Ein Blick auf die derzeitigen Fußgängerzonen finde ich jedenfalls abschreckend genug. Auf der Zeil mag sich niemand länger aufhalten als unbedingt nötig. Die Fressgass wirkt verstaubt wie aus vergangenen Jahrzehnten. Die Schillerstraße dümpelt vor sich hin (während sich die parallel verlaufende Große Eschenheimer prächtig entwickelt). Die Sandgasse ist quasi tot. Und die Fußgängerzone auf der anderen Mainseite - Alt-Sax - ist ja wohl auch kein Paradebeispiel für Aufenthaltsqualität. Tendenziell scheinen sich Fußgängerzonen viel eher in extreme Richtungen zu entwickeln als Straßen. Wenn sie leer sind, werden sie zu Angsträumen. Wenn sie belebt sind, tendieren sie zu monofunktionalen Strukturen, die wie das Relikt vergangener Zeiten wirken.
Wo sich in den letzten Jahren viel mehr urbanes Leben entwickelt hat, sind Straßen mit schöner Architektur, großzügigen Bürgersteigen und einem Autoverkehr, der nicht zu dominant ist. Ich denke da an die Schweizer Straße, die Kaiserstraße, die Münchener Straße, den Oeder Weg, die Friedberger Landstraße und die Eckenheimer Landstraße. Auch in anderen Städten sind es genau solche Straßen, die in den letzten Jahren an Zulauf gewonnen haben.

→ **AUFGABEN**
a - Wie heißt laut Text die Fußgängerzone auf der anderen Mainseite?
b - Fasse den Absatz des Textes, der mit „Wo sich in den letzten Jahren“ beginnt, als kurze Liste zusammen.
Nutze dafür nur den Text.

→ **DIE AUFLISTUNG**
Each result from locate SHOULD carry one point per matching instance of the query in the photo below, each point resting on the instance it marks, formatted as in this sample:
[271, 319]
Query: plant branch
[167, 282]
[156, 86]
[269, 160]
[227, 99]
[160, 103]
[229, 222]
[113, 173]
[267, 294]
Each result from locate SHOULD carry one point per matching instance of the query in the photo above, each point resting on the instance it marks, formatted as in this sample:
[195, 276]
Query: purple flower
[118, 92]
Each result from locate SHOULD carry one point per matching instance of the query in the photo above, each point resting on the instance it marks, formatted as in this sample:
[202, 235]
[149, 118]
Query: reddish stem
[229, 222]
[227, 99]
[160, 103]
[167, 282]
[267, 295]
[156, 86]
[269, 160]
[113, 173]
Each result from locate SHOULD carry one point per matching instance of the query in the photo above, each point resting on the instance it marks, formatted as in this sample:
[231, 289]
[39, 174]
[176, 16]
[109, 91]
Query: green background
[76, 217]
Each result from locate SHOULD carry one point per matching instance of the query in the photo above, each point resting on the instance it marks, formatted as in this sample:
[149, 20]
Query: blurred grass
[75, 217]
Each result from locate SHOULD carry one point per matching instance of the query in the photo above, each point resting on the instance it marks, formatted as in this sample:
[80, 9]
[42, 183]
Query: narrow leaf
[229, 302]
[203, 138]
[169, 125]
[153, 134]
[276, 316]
==
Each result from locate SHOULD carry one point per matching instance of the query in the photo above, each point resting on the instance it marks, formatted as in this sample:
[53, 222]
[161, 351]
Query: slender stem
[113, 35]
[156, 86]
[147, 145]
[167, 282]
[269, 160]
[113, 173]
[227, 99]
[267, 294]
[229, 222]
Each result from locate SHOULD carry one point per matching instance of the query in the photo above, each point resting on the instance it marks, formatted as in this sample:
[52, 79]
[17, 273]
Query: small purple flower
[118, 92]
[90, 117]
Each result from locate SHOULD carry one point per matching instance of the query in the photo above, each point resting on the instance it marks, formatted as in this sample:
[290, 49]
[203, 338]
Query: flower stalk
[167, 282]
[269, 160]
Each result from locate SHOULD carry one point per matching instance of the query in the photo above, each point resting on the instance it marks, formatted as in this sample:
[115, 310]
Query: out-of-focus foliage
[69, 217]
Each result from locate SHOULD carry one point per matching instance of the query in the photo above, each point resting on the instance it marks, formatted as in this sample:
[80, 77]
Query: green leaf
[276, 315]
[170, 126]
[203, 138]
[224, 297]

→ **LÖSUNGEN**
a - Alt-Sax.

b -
- Mehr urbanes Leben ist in den letzten Jahren in Straßen entstanden, die schöne Architektur, großzügige Bürgersteige und nicht zu dominanten Autoverkehr haben.
- Beispiele: Schweizer Straße, Kaiserstraße, Münchener Straße, Oeder Weg, Friedberger Landstraße, Eckenheimer Landstraße.
- Auch in anderen Städten haben gerade solche Straßen in den letzten Jahren an Zulauf gewonnen.